▶ **Фрагмент текста**
Donate
Одновременность неодновременного

Общества не существует? К периодизации постсоветского кино

syg.ma team10/08/22 12:532.1K🔥

Беседа Любови Аркус с Алексеем Артамоновым и Константином Шавловским о кризисе ценностей и запросах общества

Фото: Ксения Бабушкина
Фото: Ксения Бабушкина

К.Ш.

Дать однозначное определение постсоветскому кино не так уж просто. Один из способов — хронологический: кино, которое следует за советским и часто наследует ему. Причем советское кино широкого проката, которое до сих пор находится в частой ротации на федеральных телеканалах: позднесоветские мелодрамы, комедии Рязанова, Данелии и Гайдая, военные фильмы. Подобное кино, апеллирующее к образу небесного Советского Союза, можно связать с ностальгией по советскому. К нему относится не только такая очевидная эксплуатация советского кинематографа, как ремейк «Экипажа» или продолжение «Иронии судьбы», но и картины, воспроизводящие интонации позднесоветских фильмов, как, например, «Географ глобус пропил» Александра Велединского. Другой способ описания постсоветского связан с политической историей, и к нему, с некоторой натяжкой, можно отнести «новую румынскую волну» или фильмы современного украинского и болгарского кино, в которых постсоветское связано скорее с постколониальным. Но давайте поговорим о России и для начала о том, как вы определяете рамки постсоветского кинематографа.

Л.А.

Мое субъективное ощущение заключается в том, что Советский Союз закончился намного раньше, чем предполагает даже самая смелая историческая периодизация. Уже в 1980-е годы, в отличие от предыдущего советского времени, не было никакого проекта общего будущего. Была частная жизнь и ряд мертвецких ритуалов. Великое советское кино умерло тогда же — в начале 1980-х, а не в 1991 году, как многие думают. Были отдельные фильмы, некоторые из которых гениальные, но кино уже не было частью большого советского проекта. Со второй половины 1980-х повестку задавало кино скорее западное, появившееся сначала в видеосалонах, а потом в видеопрокатах, где оно стало частью индивидуального потребления.

А.А.

Ваши слова соотносятся с любопытным исследованием, которое сейчас проводят профессоры Тартусского университета Вячеслав Морозов и Елена Павлова. Оно посвящено позднесоветской и раннепостсоветской популярной культуре — во многом, конечно, и кино — и тому, что за публичный дискурс эта культура формировала. Этот период они определяют как «долгие восьмидесятые». Одними из ключевых характеристик, которые они выявили в результате своего анализа, стали отсутствие положительного героя, с которым можно было бы идентифицироваться и который мог бы восприниматься как идеальный социально-исторический субъект, задающий вектор развития и образ будущего; кризис маскулинности и в то же время общая патриархальность; установка на потребление, индивидуальное счастье и идеализация западной модели консюмеризма. Когда, по-вашему, «долгие восьмидесятые» закончились в отечественном кино?

Л.А.

▶ **Выдержки из данных**
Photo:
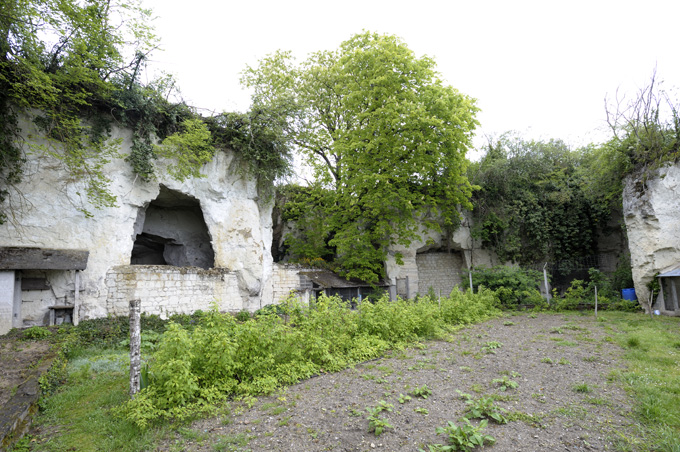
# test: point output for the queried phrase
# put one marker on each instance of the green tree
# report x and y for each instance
(59, 59)
(385, 137)
(532, 206)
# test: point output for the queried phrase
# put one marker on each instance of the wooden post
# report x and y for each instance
(547, 288)
(135, 346)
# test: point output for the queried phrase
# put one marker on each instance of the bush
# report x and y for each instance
(35, 333)
(513, 285)
(221, 357)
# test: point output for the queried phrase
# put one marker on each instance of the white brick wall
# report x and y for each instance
(166, 290)
(286, 279)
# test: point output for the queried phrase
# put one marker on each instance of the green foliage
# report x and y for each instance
(385, 138)
(485, 408)
(222, 357)
(243, 316)
(73, 68)
(531, 206)
(513, 285)
(35, 333)
(377, 424)
(423, 392)
(504, 383)
(463, 437)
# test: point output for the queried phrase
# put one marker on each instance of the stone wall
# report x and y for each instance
(47, 212)
(651, 210)
(440, 270)
(165, 290)
(286, 280)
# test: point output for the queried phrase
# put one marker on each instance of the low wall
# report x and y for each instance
(165, 290)
(441, 271)
(286, 279)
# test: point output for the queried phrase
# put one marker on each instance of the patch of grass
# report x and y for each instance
(651, 375)
(84, 408)
(582, 388)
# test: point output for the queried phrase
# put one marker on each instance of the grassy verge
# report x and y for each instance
(652, 376)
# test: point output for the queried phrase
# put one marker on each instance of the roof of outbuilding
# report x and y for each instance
(327, 279)
(674, 272)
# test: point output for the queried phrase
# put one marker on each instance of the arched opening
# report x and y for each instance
(172, 231)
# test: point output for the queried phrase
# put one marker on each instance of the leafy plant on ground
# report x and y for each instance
(377, 424)
(35, 333)
(505, 383)
(463, 437)
(490, 346)
(423, 392)
(485, 408)
(404, 398)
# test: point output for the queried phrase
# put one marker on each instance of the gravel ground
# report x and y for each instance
(563, 400)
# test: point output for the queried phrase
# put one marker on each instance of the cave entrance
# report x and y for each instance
(172, 231)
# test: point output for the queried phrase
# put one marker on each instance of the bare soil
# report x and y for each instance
(563, 400)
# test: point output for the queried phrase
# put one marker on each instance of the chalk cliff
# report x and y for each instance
(219, 221)
(651, 210)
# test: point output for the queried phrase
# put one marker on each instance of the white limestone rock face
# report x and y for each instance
(652, 217)
(47, 209)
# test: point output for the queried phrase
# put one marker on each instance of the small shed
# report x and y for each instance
(669, 295)
(26, 292)
(330, 284)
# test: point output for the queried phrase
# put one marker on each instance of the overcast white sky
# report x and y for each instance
(542, 68)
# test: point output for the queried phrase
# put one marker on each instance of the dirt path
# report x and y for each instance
(563, 400)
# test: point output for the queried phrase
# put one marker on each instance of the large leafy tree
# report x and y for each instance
(385, 138)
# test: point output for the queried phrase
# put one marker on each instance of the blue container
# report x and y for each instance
(628, 294)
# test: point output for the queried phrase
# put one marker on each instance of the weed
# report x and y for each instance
(378, 424)
(485, 408)
(505, 383)
(404, 398)
(490, 346)
(422, 391)
(35, 333)
(533, 420)
(464, 437)
(582, 388)
(232, 442)
(283, 422)
(538, 397)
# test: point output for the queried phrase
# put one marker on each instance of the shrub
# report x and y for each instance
(220, 357)
(513, 285)
(35, 333)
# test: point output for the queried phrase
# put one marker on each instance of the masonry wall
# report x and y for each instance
(165, 290)
(439, 270)
(286, 280)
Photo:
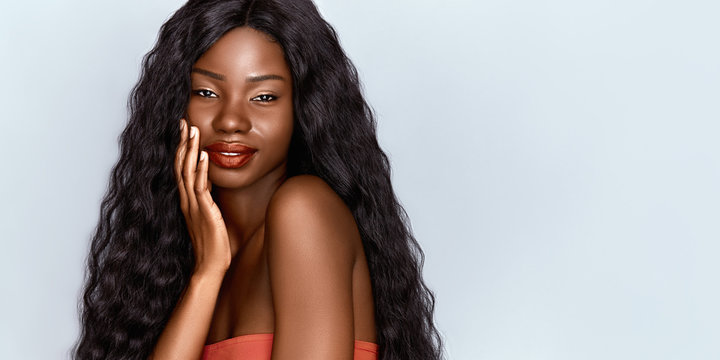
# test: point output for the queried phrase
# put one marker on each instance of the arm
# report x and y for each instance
(310, 234)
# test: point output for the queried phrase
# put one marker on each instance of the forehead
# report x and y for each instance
(244, 51)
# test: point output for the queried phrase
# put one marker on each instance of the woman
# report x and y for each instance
(264, 222)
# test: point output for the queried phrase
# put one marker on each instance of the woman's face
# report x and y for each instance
(242, 103)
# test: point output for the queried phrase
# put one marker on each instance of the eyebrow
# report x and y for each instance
(209, 73)
(252, 78)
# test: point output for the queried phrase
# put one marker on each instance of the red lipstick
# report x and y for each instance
(229, 155)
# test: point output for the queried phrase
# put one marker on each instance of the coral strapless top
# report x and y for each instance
(259, 347)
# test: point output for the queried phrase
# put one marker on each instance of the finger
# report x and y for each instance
(179, 157)
(201, 174)
(208, 208)
(190, 165)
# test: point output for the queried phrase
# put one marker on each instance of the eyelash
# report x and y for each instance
(265, 95)
(204, 93)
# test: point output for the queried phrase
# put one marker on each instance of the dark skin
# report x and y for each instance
(273, 255)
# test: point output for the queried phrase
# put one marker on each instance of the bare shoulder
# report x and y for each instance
(311, 240)
(307, 200)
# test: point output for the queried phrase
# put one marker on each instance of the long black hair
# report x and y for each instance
(141, 255)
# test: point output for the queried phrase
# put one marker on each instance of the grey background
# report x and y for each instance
(558, 159)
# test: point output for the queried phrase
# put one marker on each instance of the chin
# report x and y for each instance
(228, 178)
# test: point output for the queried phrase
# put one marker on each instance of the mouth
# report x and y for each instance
(230, 155)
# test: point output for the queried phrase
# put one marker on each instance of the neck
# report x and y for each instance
(243, 209)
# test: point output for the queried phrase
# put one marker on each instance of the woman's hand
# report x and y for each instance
(203, 217)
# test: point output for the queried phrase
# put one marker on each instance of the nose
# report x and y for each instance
(232, 118)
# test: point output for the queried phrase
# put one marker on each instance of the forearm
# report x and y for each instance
(185, 333)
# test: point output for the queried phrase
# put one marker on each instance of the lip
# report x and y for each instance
(243, 154)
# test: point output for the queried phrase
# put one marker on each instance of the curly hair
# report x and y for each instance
(141, 255)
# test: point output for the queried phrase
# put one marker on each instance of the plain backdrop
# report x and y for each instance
(558, 160)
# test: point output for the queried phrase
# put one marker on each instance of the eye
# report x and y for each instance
(205, 93)
(264, 98)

▶ **Задания**
1. Процитируйте беседу о постсоветском кино от слов «Мое субъективное ощущение» вплоть до слов «частью индивидуального потребления.» включительно.
2. Определите, соответствуют ли беседе о постсоветском кино следующие утверждения, и подтвердите каждый ответ («да» или «нет») точной цитатой из неё:
(а) по мнению Л.А., великое советское кино умерло в 1991 году;
(б) исследование о позднесоветской и раннепостсоветской популярной культуре проводят профессора Тартусского университета;
(в) Морозов и Павлова называют изучаемый период «долгими девяностыми».
Строки представляют собой самостоятельный материал.

▶ **Ответы к заданиям**
1.
Мое субъективное ощущение заключается в том, что Советский Союз закончился намного раньше, чем предполагает даже самая смелая историческая периодизация. Уже в 1980-е годы, в отличие от предыдущего советского времени, не было никакого проекта общего будущего. Была частная жизнь и ряд мертвецких ритуалов. Великое советское кино умерло тогда же — в начале 1980-х, а не в 1991 году, как многие думают. Были отдельные фильмы, некоторые из которых гениальные, но кино уже не было частью большого советского проекта. Со второй половины 1980-х повестку задавало кино скорее западное, появившееся сначала в видеосалонах, а потом в видеопрокатах, где оно стало частью индивидуального потребления.

2.
(а) Нет: «Великое советское кино умерло тогда же — в начале 1980-х, а не в 1991 году, как многие думают».
(б) Да: «которое сейчас проводят профессоры Тартусского университета Вячеслав Морозов и Елена Павлова».
(в) Нет: «Этот период они определяют как «долгие восьмидесятые»».